__Exercise__
Every line below from the one containing "Query: fish dorsal fin" to the final line must be reproduced exactly, and no other line may appear in the answer.

═══ Information ═══

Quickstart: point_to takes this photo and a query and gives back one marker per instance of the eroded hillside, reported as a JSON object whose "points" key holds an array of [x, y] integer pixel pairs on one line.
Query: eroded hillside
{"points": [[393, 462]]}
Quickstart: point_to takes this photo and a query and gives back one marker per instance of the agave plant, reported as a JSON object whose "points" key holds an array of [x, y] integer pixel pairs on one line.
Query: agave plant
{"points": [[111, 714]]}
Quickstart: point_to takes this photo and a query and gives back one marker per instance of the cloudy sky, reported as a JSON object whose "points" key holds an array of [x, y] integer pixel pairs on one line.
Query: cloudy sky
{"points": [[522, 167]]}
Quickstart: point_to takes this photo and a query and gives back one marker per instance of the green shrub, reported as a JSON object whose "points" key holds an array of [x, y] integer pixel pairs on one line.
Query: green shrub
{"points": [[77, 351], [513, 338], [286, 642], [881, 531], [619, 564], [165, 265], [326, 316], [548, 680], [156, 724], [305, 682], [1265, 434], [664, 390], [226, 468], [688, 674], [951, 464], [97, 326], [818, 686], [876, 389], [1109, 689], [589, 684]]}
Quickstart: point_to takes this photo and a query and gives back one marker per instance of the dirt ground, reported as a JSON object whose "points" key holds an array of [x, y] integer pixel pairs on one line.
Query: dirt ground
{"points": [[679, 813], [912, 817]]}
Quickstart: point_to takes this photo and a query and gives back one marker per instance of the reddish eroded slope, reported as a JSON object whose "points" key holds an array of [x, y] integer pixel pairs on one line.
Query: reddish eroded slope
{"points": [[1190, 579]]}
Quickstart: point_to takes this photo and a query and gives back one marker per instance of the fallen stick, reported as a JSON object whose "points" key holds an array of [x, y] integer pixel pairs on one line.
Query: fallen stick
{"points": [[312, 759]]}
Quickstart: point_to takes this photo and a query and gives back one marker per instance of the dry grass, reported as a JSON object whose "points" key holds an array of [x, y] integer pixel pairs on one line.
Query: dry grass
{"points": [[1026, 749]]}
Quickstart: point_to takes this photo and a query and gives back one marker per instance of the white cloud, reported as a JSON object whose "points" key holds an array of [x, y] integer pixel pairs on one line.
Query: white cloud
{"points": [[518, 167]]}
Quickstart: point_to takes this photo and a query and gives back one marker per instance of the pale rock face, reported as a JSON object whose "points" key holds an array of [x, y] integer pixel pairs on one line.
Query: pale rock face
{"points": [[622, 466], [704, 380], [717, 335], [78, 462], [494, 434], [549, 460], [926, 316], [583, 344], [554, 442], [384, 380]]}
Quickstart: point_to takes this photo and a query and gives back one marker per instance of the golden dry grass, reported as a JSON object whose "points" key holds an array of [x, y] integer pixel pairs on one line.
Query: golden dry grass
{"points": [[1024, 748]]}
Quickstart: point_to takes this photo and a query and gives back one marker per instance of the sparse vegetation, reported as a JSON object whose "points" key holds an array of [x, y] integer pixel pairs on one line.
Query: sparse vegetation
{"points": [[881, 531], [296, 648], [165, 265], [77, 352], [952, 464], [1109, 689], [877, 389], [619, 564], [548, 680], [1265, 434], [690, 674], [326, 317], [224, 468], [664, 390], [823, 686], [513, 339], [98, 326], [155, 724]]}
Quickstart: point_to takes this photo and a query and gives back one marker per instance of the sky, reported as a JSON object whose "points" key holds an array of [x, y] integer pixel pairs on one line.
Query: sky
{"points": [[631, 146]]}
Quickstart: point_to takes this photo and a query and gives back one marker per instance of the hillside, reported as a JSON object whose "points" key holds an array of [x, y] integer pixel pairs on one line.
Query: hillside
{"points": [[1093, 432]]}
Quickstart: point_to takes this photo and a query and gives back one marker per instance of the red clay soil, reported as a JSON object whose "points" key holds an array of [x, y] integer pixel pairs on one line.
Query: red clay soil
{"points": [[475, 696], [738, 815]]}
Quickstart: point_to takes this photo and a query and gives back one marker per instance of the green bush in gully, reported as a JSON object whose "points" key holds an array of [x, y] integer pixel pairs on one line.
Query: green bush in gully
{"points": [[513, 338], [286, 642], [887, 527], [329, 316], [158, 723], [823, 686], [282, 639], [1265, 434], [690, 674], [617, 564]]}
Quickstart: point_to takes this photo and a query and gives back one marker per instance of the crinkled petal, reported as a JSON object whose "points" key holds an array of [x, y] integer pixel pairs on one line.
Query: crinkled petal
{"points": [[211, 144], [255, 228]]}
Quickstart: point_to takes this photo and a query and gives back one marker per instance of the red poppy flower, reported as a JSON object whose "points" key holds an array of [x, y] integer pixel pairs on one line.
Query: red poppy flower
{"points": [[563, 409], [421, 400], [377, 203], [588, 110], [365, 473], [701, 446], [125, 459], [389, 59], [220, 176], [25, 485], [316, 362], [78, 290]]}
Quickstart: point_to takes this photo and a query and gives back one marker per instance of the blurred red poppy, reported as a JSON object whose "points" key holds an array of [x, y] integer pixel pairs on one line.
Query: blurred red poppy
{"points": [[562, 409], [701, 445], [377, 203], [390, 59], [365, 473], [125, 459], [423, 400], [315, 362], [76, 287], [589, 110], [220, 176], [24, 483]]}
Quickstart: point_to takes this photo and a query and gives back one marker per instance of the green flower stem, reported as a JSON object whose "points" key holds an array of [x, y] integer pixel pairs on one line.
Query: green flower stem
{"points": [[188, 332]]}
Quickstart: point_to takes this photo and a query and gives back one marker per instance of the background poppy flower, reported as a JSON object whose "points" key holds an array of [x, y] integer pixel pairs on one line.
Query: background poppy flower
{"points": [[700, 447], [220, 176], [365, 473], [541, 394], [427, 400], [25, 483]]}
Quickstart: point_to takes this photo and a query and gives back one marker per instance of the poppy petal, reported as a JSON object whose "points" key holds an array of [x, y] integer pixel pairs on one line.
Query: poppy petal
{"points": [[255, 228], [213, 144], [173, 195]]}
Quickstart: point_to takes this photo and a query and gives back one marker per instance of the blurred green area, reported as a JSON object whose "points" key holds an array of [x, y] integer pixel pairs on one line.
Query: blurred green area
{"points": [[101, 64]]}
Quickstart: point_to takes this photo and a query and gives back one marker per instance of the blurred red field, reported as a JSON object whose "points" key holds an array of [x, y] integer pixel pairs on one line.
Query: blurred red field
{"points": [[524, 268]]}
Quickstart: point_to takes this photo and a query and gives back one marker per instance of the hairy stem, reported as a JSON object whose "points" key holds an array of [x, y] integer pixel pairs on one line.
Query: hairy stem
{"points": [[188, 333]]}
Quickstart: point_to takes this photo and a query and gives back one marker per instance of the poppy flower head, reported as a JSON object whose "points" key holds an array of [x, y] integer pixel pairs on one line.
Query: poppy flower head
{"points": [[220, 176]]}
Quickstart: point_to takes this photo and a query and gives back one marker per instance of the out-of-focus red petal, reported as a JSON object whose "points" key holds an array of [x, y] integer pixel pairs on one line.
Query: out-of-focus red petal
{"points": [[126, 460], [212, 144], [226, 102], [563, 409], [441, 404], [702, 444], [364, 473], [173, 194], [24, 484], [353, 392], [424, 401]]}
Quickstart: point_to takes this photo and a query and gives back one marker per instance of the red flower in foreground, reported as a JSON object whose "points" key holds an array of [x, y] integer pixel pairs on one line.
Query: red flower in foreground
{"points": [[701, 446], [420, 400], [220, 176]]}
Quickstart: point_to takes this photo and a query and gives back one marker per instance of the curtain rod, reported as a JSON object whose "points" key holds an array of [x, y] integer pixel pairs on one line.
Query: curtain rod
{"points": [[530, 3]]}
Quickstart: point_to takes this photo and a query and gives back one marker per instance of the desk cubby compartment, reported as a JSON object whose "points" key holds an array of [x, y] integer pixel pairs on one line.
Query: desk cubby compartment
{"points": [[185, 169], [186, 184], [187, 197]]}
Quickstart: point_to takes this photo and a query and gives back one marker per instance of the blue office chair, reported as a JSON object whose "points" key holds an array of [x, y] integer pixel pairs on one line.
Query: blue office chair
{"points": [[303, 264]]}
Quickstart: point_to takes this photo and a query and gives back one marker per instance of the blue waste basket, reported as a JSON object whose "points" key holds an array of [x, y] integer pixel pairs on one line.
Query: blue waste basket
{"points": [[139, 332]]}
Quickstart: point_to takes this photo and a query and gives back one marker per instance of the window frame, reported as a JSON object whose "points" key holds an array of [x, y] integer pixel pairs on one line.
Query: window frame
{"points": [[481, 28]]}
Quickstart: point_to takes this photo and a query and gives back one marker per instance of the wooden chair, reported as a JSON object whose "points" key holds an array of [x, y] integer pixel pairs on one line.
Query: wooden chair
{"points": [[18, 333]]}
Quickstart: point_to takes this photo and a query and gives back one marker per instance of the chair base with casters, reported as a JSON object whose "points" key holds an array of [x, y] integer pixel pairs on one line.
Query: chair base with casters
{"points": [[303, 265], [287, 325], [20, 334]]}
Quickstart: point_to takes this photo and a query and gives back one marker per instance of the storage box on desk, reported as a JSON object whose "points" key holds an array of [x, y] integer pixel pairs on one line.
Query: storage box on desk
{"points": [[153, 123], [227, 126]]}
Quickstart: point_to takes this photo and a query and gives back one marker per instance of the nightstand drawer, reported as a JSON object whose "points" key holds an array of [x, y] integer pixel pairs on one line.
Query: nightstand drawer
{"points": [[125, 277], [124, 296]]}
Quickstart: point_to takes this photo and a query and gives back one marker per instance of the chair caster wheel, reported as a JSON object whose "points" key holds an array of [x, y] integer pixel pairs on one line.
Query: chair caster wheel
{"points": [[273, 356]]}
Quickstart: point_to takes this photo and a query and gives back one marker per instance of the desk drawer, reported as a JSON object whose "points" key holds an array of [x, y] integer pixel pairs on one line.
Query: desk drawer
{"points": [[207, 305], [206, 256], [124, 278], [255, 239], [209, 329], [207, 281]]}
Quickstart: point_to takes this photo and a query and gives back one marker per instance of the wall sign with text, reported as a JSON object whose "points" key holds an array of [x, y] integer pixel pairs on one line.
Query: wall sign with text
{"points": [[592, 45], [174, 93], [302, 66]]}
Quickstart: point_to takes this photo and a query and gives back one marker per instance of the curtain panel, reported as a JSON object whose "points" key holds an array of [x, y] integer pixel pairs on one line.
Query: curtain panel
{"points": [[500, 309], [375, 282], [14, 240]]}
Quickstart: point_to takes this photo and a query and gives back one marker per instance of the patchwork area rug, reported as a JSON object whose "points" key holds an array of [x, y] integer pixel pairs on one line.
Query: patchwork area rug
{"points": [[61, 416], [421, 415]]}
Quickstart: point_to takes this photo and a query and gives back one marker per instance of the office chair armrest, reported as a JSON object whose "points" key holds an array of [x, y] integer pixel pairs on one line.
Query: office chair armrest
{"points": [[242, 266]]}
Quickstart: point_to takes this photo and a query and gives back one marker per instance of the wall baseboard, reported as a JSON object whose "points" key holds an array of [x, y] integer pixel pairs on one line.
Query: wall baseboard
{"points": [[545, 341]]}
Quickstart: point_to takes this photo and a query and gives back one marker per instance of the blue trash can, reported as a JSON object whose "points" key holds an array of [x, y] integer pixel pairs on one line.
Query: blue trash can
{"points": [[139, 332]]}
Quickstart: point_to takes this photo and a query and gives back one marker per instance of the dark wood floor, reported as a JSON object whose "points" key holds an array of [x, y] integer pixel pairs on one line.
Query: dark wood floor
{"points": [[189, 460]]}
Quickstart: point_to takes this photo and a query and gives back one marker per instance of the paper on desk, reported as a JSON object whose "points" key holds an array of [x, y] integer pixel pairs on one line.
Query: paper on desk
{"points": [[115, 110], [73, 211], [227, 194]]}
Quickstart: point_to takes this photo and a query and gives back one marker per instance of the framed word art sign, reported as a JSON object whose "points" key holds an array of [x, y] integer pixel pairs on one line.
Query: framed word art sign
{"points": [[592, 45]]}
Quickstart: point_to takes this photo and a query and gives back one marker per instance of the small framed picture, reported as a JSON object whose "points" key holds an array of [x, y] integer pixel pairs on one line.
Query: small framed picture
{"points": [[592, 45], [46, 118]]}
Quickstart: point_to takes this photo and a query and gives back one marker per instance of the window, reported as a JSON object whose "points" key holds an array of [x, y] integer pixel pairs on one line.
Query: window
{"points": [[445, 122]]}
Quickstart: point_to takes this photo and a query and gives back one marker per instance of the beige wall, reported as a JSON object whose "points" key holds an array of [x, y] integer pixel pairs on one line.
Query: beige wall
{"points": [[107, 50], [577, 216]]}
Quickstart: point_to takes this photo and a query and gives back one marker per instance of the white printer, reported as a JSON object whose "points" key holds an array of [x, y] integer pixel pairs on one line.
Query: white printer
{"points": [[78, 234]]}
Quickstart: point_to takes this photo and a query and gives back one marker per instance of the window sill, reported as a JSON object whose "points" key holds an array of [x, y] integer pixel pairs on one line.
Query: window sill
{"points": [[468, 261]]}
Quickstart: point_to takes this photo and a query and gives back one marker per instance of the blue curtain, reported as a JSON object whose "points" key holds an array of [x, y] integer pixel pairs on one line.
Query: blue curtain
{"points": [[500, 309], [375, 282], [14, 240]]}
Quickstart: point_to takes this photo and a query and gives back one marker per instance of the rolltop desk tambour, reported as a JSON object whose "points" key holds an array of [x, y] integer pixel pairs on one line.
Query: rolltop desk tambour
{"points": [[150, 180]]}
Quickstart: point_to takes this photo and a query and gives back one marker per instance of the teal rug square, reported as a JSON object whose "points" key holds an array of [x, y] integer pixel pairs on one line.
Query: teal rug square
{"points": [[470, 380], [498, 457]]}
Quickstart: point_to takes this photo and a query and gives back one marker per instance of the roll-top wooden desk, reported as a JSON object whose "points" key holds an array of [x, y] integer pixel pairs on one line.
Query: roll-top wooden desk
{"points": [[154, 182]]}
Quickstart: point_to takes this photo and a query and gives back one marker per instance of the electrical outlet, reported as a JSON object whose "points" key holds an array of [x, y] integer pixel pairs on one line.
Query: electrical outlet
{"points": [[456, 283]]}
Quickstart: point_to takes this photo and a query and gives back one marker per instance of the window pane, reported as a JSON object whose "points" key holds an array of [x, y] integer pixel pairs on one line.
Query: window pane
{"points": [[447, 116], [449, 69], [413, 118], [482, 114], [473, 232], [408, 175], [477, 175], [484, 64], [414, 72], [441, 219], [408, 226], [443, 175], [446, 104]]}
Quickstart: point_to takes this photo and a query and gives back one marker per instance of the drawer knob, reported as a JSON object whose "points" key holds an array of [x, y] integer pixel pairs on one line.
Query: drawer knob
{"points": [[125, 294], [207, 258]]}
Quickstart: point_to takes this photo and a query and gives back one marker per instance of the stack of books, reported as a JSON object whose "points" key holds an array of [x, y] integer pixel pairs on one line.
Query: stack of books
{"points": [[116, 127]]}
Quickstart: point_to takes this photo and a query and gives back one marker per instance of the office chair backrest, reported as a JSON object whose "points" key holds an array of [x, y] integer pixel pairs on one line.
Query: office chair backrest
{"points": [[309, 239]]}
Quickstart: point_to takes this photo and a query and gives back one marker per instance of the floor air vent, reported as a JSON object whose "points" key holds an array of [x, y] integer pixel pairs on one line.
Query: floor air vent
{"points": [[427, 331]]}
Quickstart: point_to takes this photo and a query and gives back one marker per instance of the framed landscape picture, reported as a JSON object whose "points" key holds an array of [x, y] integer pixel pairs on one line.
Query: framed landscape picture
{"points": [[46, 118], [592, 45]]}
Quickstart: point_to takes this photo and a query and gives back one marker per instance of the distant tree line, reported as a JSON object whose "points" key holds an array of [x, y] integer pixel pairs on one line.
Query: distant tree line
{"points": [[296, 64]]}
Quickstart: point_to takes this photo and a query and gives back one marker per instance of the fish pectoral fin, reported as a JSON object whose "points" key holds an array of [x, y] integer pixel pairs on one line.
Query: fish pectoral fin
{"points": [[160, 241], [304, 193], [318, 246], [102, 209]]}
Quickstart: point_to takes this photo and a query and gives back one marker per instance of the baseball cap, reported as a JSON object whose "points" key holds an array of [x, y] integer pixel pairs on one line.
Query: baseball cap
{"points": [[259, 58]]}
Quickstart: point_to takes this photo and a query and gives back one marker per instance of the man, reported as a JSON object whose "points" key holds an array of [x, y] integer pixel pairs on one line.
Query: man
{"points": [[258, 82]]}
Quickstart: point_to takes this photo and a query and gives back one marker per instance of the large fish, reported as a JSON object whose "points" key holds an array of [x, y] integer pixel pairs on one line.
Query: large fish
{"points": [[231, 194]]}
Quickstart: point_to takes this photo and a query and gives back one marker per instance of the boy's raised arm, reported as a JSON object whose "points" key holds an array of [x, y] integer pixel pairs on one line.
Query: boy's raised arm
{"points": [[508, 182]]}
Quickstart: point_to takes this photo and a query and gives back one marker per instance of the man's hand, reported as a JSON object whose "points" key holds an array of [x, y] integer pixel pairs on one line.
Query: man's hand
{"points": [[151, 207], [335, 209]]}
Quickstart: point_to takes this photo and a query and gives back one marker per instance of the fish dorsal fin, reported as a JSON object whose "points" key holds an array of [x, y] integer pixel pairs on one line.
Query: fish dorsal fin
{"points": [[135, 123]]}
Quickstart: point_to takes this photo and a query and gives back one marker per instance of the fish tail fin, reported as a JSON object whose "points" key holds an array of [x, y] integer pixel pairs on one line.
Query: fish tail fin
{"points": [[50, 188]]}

═══

__Answer below__
Query: fish dorsal fin
{"points": [[135, 123]]}
Quickstart: point_to takes this photo and a query and gives back one marker per instance of the fish tail fin, reported as a JSON object whose "points" key holds an array of [x, y] integer pixel pairs on one line.
Query: fish tail fin
{"points": [[50, 188]]}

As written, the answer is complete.